- **Work order**:
Write out the following listing's lines from the one with "of the rear" to the one with "Consider the photo above.", exactly, with both included and no others.

- **Excerpted data**:
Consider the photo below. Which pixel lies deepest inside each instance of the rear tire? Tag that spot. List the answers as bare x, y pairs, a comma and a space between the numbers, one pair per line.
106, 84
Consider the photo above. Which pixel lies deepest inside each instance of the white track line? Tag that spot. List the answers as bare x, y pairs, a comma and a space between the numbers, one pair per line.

---

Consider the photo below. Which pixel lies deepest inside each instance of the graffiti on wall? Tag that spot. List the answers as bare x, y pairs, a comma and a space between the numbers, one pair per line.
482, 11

- **Written solution**:
Consider the photo below. Which pixel lies deepest inside each instance of the rear tire? Tag that spot. List the answers as bare x, y pairs, a comma and a space between the numbers, one pair per line.
106, 84
Consider the photo above. Which pixel lies deepest inside each instance of the white track line? Tag that spot. List the answers as bare x, y pairs, a comma and a space between the numbers, one pair per line.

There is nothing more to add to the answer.